**出典本文**

.....

心の名作#27 ドラえもん映画の研究⑥ のび太の宇宙小戦争

 僕の人生に何度も気付きとエネルギーを与えてくれたドラえもん映画を研究するシリーズの6回目です。

■研究作品

 9月3日はドラえもんの誕生日。まあ2112年の9月3日なので、愛され続けるネコ型ロボットが誕生するのはまだまだ先なわけですが、2025年現在の子供たちならその日を迎えられそうですね。その頃の地球はどんな世界になっているのでしょう。宇宙旅行が当たり前になっていたりするのかな。
 今回は今からちょうど四十年前、1985年3月16日公開の第6作『のび太の宇宙小戦争』を研究します。有り得ない、あのスモールライトはこっちの手にあるはずなんだが!

■ストーリー

 ラジコン戦車を使った映画撮影を楽しむスネ夫たち。仲間外れにされたのび太だが、ふとしたきっかけで手のひらサイズの宇宙人・パピと知り合う。故郷のピリカ星でギルモアという将軍が独裁政権を樹立し、彼はそこから逃げてきたという。スモールライトで小さくなってパピとの交流を深めるドラえもんたちだったが、ギルモア配下の諜報機関・PCIAの魔の手は地球にまで伸び、実は亡命した大統領であったパピを奪還されてしまう。
 元のサイズに戻れないまま、それでもパピを救出するためにピリカ星へ旅立つ五人。はたして小さな宇宙戦争の行方は?

■福場的研究

1.主旋律と副旋律

 本作の主旋律はタイトルどおりの『戦争』、宇宙空間での実線の迫力もさることながら、PCIAを率いるドラコルル長官と、自由同盟を手助けするドラえもんとの知略の駆け引き
が大きな見所となっています。
 前半戦の部隊は地球。パピの宇宙船の波動を追って地球まで来るドラコルル、ひみつ道具で四次元空間にパピを匿うドラえもん、ジャイアンのポケットに探査球を忍び込ませてその場所を特定するドラコルル、探査球の電波の発信源からPCIAの戦闘艦の場所を特定して出陣するドラえもん、入れ違いにしずかを人質にしてパピだけを脅迫するドラコルル…とまさに戦略の交差。結果として、ドラえもんはパピとスモールライトを奪われるという敗退をきします。
 後半戦の部隊はピリカ星。PCIAの無人戦闘艇を撃退するドラえもん、その戦闘艇に忍ばせていた発信機で動きを把握しながらあえて自由同盟を泳がせるドラコルル、ピリカ星に潜入しひみつ道具で姿を消して行動するドラえもん、姿を見失っても監視カメラに目を光らせてボロを出す瞬間を待つドラコルル。直接対峙しないドラの名を持つ二人の司令官の知恵比べは、クライマックスへ向けてさらに白熱していきます。
 ドラえもん映画の中でも、敵側と味方側を交互に描きながら視聴者に俯瞰で戦況を見せる構成はシリーズ屈指。うまくいくと思った作戦が失敗したり、絶望的な状況が意外な好転を見せたり、その展開から目が離せません。

.....

**提供データ**

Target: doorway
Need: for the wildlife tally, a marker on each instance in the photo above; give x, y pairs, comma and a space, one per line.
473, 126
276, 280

.....

**記述問題 1**
本文のうち「ラジコン戦車を使った映画撮影を楽しむスネ夫たち」で始まる段落を、主な事実を残して箇条書きにまとめなさい。
**記述問題 2**
本文の「今回は今からちょうど四十年前」から「ったパピを奪還されてしまう。」までをすべて、一字一句変えずに書き写しなさい。
上に示した各行は、本文とは別の資料です。

**解答例 1**
- スネ夫たちはラジコン戦車で映画撮影を楽しみ、のび太は仲間外れにされる。
- のび太は、手のひらサイズの宇宙人パピと知り合う。
- パピは、ギルモア将軍が独裁政権を樹立した故郷のピリカ星から逃げてきた。
- ドラえもんたちはスモールライトで小さくなり、パピとの交流を深める。
- ギルモア配下の諜報機関PCIAが地球まで手を伸ばし、実は亡命した大統領だったパピを奪還する。

**解答例 2**
今回は今からちょうど四十年前、1985年3月16日公開の第6作『のび太の宇宙小戦争』を研究します。有り得ない、あのスモールライトはこっちの手にあるはずなんだが!

■ストーリー

 ラジコン戦車を使った映画撮影を楽しむスネ夫たち。仲間外れにされたのび太だが、ふとしたきっかけで手のひらサイズの宇宙人・パピと知り合う。故郷のピリカ星でギルモアという将軍が独裁政権を樹立し、彼はそこから逃げてきたという。スモールライトで小さくなってパピとの交流を深めるドラえもんたちだったが、ギルモア配下の諜報機関・PCIAの魔の手は地球にまで伸び、実は亡命した大統領であったパピを奪還されてしまう。